**Work instructions:**
Render each line of the records below as a row in a Markdown table with two columns: "No." for the row number and "Text" for the line. Leave out any blank lines.

**Excerpted data:**
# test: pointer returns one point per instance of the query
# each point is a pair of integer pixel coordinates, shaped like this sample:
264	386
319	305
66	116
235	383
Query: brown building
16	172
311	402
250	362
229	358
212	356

**Answer to the exercise:**
| No. | Text |
|---|---|
| 1 | # test: pointer returns one point per instance of the query |
| 2 | # each point is a pair of integer pixel coordinates, shaped like this sample: |
| 3 | 264	386 |
| 4 | 319	305 |
| 5 | 66	116 |
| 6 | 235	383 |
| 7 | Query: brown building |
| 8 | 16	172 |
| 9 | 311	402 |
| 10 | 250	362 |
| 11 | 229	358 |
| 12 | 212	356 |